Saved data entries =>
----

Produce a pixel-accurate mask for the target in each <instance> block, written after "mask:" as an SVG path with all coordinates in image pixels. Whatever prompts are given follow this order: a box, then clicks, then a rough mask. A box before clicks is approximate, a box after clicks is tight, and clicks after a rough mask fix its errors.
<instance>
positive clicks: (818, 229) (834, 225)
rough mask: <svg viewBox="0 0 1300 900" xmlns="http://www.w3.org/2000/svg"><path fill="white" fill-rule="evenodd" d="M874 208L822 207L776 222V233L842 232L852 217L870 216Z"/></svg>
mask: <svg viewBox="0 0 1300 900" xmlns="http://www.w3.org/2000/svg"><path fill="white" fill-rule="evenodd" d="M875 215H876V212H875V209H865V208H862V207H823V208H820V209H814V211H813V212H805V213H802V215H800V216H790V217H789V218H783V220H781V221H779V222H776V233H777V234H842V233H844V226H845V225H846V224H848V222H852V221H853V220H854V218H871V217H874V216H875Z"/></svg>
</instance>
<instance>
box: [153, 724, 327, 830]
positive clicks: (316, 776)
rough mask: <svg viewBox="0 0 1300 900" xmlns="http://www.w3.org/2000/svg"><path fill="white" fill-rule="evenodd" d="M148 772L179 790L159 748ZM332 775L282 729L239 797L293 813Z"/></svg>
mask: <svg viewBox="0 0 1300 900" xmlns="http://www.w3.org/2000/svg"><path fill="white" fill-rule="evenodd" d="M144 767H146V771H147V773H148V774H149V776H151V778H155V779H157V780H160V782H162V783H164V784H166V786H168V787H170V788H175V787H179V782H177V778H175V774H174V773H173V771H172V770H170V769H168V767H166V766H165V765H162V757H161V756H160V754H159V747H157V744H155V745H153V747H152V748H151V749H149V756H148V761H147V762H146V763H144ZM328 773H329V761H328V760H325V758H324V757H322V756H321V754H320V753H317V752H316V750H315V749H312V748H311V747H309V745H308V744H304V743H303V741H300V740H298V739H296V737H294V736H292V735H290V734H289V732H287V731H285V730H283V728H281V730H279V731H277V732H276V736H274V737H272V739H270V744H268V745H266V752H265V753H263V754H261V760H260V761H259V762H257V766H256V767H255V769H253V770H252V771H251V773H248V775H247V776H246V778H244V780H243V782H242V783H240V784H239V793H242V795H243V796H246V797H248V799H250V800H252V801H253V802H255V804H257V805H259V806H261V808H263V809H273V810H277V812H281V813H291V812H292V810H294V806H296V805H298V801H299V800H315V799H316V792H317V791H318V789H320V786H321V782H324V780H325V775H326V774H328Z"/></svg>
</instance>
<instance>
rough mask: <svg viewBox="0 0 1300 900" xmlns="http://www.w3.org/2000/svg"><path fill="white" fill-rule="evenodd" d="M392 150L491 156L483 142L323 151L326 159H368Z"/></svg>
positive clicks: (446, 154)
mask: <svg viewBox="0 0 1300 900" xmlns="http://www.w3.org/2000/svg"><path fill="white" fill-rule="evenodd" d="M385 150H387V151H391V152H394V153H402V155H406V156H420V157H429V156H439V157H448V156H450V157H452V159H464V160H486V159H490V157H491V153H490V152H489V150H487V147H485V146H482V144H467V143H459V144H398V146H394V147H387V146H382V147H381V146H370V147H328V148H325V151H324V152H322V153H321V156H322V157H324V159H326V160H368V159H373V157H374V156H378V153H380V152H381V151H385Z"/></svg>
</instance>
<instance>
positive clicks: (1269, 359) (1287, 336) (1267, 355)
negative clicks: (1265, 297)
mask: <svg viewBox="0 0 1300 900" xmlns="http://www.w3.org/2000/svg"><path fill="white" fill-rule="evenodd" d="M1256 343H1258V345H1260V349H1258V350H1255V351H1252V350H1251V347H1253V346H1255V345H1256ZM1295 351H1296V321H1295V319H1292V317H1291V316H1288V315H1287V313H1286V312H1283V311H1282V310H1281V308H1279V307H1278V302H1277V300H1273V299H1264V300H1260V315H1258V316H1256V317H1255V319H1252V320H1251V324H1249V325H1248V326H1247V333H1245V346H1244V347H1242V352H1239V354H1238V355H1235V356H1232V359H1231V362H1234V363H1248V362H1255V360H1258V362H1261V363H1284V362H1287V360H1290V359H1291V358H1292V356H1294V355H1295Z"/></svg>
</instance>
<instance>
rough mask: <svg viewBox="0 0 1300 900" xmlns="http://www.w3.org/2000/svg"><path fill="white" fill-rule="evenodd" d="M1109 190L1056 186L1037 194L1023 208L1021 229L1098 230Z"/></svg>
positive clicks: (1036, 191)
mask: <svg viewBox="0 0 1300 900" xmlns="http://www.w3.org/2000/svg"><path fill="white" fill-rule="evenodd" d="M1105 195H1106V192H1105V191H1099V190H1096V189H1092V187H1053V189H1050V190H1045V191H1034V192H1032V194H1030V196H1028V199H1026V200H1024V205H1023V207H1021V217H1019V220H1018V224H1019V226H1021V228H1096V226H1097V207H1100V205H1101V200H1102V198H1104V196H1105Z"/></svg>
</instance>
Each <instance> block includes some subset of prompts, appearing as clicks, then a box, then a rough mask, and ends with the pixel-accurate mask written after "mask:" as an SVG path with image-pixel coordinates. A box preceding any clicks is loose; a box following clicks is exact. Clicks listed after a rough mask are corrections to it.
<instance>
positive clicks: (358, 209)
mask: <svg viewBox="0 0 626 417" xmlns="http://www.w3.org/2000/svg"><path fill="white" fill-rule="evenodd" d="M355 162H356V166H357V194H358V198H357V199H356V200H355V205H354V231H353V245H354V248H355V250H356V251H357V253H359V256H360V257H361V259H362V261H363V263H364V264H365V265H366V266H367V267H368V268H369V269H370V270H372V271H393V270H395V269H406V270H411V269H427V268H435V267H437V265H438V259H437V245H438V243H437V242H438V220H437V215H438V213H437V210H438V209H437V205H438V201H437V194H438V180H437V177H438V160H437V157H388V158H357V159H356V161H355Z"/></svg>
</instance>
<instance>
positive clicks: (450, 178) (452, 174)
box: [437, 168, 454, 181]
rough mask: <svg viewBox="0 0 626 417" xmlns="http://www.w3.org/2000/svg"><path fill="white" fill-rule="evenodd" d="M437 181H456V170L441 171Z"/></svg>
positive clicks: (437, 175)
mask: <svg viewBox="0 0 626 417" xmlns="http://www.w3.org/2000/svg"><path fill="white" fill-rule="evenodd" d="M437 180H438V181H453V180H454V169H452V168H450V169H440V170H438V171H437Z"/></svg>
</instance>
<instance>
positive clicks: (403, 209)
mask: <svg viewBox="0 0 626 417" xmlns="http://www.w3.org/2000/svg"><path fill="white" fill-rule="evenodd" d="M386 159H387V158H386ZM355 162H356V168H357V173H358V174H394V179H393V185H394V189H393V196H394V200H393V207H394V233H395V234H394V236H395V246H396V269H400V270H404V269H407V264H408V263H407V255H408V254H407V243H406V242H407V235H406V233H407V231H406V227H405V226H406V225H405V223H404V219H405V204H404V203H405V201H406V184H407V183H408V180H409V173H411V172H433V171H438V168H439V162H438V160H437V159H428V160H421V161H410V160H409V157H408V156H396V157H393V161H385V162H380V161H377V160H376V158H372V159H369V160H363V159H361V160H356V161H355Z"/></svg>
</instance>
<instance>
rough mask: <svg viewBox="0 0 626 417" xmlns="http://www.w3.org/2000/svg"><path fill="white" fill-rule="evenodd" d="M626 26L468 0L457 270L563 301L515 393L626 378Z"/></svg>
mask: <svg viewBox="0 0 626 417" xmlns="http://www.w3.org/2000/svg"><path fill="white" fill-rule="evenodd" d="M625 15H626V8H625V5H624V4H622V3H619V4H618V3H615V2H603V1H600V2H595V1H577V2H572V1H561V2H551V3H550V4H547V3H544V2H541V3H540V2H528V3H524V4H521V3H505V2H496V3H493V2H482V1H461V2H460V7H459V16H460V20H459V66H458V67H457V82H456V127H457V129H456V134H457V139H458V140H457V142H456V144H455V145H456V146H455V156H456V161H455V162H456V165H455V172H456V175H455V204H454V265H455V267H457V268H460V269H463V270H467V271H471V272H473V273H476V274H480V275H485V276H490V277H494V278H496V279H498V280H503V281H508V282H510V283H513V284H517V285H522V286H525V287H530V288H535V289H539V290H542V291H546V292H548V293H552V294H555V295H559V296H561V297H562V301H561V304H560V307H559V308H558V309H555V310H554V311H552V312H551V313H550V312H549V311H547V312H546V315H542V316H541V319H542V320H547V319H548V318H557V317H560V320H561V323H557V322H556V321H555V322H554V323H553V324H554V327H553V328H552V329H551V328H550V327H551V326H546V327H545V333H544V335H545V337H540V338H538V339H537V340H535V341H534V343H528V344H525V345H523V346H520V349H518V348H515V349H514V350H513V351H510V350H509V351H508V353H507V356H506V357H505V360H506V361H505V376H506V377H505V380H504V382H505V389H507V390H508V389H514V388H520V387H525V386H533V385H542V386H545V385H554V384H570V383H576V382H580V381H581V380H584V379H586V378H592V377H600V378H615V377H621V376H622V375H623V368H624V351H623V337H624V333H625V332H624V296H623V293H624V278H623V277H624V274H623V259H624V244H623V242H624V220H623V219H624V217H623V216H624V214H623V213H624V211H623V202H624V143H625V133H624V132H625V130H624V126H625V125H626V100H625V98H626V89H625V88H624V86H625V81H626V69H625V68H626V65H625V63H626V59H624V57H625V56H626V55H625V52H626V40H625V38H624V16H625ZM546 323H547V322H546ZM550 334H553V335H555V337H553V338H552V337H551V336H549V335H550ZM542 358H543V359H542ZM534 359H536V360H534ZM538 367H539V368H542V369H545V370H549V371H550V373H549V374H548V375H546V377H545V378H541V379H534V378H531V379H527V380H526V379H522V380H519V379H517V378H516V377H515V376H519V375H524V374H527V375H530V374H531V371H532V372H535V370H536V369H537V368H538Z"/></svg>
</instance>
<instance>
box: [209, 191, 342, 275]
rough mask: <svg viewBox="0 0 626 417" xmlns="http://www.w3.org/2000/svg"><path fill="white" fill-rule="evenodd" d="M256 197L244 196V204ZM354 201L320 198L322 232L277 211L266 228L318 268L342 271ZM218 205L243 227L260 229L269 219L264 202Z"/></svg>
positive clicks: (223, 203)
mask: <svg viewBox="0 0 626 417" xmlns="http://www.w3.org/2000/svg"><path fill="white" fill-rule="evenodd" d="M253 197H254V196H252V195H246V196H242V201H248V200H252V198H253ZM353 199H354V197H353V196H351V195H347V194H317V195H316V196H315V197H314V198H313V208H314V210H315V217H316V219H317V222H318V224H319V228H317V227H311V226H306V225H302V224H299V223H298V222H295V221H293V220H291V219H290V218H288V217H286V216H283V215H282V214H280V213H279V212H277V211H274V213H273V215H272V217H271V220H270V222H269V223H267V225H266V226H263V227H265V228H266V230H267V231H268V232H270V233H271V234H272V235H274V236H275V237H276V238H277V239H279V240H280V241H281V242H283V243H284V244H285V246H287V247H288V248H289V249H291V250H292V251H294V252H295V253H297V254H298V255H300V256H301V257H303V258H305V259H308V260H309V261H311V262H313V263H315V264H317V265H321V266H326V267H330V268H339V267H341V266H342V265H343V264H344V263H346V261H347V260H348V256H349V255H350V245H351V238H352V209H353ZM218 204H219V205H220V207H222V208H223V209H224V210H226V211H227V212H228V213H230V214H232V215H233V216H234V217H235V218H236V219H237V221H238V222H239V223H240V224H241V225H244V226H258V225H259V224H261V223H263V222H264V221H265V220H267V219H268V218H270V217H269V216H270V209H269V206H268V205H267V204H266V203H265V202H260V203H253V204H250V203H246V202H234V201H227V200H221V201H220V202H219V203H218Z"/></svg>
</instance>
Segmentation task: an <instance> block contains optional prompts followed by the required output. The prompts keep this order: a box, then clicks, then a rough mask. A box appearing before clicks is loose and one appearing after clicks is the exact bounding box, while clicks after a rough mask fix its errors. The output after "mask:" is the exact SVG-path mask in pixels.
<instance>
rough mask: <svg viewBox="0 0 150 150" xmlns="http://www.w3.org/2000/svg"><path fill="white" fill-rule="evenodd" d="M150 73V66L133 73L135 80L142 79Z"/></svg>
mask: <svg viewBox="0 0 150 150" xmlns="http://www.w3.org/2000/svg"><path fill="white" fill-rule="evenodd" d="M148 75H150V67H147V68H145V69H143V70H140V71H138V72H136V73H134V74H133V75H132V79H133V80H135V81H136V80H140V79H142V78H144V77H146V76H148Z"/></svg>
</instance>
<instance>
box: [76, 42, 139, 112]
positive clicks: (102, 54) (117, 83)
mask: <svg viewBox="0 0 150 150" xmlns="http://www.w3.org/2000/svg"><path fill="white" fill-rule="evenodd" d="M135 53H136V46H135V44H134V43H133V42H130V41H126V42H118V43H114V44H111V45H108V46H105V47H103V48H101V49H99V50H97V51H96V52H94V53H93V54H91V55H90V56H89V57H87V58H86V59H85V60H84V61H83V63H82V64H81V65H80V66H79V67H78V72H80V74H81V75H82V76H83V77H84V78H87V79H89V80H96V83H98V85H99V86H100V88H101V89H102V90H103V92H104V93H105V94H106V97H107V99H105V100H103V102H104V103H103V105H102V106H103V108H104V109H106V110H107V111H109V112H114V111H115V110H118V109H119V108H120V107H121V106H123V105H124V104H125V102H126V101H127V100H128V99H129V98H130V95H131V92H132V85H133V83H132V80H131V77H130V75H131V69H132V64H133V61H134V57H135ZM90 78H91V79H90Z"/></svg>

----

WORK INSTRUCTION => Extract every line of the rows above that contains the word "with".

RESULT =>
Produce a pixel-accurate mask for the target in each <instance> block, written after "mask:" as an SVG path with all coordinates in image pixels. Whatever prompts are given follow this order: a box, then clicks, then a rough mask. A box before clicks is approximate, a box after clicks is tight, and clicks after a rough mask fix its errors.
Each <instance> block includes some subset of prompts, appearing as clicks, then a box, then a rough mask, and ends with the pixel-accurate mask written after "mask:" as an SVG path with image-pixel coordinates. A box preceding any clicks is loose; a box following clicks is exact. Clicks listed after a rough mask are corrections to it.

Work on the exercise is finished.